= AIM OF THE EXERCISE =
Which lines run from the one containing "[mask] yellow beak -> every instance" to the end of the entries? Quote them exactly, and nothing else.

= EXTRACTED DATA =
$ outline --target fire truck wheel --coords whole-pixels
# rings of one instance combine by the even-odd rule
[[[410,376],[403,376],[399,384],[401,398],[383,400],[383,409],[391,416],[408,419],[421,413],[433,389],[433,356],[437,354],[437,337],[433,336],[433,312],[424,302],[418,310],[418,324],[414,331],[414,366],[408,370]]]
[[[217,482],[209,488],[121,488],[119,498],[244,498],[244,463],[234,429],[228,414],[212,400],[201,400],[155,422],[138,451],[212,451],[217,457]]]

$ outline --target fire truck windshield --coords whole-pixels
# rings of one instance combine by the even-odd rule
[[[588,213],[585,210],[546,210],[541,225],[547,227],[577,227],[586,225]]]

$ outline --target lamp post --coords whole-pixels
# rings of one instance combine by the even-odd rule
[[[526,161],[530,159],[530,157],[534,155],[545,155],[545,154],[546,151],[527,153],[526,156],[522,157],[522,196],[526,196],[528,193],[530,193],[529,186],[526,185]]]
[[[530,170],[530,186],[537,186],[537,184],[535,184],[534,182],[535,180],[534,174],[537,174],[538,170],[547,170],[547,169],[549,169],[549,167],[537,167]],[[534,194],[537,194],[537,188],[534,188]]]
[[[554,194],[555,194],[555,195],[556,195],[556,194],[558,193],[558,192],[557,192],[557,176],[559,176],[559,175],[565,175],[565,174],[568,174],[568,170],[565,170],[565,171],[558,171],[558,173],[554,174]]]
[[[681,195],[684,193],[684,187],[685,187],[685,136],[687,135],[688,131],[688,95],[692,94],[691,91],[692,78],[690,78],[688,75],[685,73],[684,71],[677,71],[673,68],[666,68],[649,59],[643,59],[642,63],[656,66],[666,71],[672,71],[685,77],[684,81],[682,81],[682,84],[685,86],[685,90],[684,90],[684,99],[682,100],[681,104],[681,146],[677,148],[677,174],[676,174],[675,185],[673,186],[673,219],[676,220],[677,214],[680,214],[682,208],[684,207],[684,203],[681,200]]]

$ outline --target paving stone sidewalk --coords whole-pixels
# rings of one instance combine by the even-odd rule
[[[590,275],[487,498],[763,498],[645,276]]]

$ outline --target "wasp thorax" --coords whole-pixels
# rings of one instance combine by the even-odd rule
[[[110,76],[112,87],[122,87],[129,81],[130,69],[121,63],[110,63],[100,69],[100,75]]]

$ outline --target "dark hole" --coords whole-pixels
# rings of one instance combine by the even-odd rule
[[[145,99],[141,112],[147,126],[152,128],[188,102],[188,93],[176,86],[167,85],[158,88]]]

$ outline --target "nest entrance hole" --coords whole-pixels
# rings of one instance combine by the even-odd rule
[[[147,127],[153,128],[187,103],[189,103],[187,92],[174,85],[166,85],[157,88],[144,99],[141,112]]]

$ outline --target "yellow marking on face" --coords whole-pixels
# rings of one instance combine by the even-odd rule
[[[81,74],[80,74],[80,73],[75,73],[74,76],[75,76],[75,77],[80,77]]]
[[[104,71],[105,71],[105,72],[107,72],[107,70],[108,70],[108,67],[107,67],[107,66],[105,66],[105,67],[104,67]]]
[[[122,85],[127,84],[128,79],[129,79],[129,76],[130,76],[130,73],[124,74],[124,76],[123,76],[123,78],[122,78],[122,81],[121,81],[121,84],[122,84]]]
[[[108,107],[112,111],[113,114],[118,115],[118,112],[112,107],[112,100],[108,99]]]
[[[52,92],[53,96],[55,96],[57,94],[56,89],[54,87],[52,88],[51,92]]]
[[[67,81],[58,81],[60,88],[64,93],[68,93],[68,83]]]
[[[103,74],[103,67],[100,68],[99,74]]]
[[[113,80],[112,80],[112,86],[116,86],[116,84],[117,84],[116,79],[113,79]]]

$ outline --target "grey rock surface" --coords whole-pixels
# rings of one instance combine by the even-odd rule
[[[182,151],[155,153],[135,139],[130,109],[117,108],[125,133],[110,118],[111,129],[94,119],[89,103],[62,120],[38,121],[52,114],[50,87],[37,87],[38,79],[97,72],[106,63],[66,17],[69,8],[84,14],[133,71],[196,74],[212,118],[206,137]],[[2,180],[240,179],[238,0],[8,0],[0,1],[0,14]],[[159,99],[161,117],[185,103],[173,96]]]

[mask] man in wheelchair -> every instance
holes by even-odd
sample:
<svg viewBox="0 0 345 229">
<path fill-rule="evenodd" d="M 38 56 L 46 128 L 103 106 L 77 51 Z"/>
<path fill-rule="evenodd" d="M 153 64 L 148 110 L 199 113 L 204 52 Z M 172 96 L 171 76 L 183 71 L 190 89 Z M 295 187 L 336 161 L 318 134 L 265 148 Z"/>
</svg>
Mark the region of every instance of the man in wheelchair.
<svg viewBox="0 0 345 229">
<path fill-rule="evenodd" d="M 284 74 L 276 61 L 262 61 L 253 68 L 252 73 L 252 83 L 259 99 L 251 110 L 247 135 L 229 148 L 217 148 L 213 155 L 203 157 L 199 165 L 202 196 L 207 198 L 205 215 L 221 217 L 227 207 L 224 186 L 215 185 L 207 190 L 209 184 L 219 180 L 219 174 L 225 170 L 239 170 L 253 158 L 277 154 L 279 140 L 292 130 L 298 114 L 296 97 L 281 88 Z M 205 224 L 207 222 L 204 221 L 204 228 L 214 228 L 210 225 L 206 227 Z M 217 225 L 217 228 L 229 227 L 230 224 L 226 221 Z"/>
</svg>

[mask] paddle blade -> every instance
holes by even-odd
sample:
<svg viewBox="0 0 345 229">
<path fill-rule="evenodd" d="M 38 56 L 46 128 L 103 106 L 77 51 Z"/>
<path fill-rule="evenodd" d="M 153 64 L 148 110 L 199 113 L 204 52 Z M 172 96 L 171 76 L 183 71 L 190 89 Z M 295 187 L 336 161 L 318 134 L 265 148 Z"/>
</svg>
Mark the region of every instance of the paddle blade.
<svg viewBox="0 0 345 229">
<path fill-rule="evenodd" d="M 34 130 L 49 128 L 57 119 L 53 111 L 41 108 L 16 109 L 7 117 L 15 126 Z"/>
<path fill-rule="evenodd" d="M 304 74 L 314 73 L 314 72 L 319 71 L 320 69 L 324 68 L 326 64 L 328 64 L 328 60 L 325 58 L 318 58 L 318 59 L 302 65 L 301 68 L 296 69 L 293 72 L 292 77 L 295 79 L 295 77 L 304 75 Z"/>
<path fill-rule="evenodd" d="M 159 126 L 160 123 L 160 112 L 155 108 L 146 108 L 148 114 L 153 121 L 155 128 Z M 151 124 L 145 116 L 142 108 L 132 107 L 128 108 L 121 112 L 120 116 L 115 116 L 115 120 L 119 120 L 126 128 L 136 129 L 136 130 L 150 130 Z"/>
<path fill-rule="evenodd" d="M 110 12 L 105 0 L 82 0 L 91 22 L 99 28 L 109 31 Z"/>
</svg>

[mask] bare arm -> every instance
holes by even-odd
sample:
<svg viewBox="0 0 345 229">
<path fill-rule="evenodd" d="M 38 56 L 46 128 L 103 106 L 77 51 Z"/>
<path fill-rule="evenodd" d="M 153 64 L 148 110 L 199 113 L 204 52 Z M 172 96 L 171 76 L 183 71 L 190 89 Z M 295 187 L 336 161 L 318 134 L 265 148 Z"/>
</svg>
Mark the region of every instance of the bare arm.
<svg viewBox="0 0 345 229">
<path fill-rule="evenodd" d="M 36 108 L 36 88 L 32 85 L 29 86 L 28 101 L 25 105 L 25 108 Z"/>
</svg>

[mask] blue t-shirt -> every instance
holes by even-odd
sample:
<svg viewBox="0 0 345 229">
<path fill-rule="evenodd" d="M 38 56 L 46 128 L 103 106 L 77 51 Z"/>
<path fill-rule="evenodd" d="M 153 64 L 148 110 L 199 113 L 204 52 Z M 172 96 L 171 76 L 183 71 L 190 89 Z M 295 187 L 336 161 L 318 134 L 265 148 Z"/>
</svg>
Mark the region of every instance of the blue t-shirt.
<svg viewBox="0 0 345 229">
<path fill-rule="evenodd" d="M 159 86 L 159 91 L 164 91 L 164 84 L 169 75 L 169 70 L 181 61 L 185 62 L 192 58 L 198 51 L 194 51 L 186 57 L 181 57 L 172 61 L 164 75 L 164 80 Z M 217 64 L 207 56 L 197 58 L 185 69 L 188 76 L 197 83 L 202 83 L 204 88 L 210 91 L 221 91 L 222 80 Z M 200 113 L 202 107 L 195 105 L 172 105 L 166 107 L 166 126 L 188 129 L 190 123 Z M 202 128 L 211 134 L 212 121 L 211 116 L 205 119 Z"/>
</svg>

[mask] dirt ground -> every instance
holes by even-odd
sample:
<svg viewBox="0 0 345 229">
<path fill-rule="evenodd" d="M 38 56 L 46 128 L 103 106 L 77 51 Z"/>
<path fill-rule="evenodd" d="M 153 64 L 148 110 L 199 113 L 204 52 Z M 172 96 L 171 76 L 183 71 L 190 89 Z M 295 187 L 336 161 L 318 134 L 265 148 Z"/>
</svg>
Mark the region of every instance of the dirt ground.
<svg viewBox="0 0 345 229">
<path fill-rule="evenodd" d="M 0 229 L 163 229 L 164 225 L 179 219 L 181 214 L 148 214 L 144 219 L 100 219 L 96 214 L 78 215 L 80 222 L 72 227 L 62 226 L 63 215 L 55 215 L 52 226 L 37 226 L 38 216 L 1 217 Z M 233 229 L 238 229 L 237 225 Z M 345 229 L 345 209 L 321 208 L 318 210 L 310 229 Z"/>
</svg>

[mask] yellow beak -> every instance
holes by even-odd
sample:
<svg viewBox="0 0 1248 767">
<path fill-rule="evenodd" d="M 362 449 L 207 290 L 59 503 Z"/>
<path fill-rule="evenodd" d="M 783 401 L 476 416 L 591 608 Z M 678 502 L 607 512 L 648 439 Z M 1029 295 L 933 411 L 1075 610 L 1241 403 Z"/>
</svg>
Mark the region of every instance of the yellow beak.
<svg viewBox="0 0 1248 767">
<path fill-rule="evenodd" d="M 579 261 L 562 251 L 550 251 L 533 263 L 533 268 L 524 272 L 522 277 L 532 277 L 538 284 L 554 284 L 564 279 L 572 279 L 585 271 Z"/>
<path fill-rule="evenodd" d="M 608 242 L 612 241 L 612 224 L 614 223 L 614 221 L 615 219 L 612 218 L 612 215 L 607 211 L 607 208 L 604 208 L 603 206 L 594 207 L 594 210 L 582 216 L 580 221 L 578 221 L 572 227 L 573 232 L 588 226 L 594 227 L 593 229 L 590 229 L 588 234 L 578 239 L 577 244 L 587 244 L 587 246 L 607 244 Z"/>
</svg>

= FULL ANSWER =
[mask] yellow beak -> every instance
holes by even-odd
sample:
<svg viewBox="0 0 1248 767">
<path fill-rule="evenodd" d="M 362 449 L 207 290 L 59 503 Z"/>
<path fill-rule="evenodd" d="M 783 401 L 476 416 L 591 608 Z M 678 502 L 607 512 L 648 439 Z M 1029 295 L 933 411 L 1075 610 L 1241 403 Z"/>
</svg>
Mark the region of every instance of the yellow beak.
<svg viewBox="0 0 1248 767">
<path fill-rule="evenodd" d="M 579 261 L 562 251 L 550 251 L 533 263 L 533 268 L 524 272 L 522 277 L 532 277 L 538 284 L 554 284 L 564 279 L 572 279 L 585 271 Z"/>
<path fill-rule="evenodd" d="M 608 242 L 612 241 L 612 224 L 614 223 L 614 221 L 615 219 L 612 218 L 612 215 L 607 211 L 607 208 L 604 208 L 603 206 L 594 207 L 594 210 L 582 216 L 580 221 L 578 221 L 572 227 L 573 232 L 588 226 L 594 227 L 593 229 L 590 229 L 588 234 L 578 239 L 577 244 L 587 244 L 587 246 L 607 244 Z"/>
</svg>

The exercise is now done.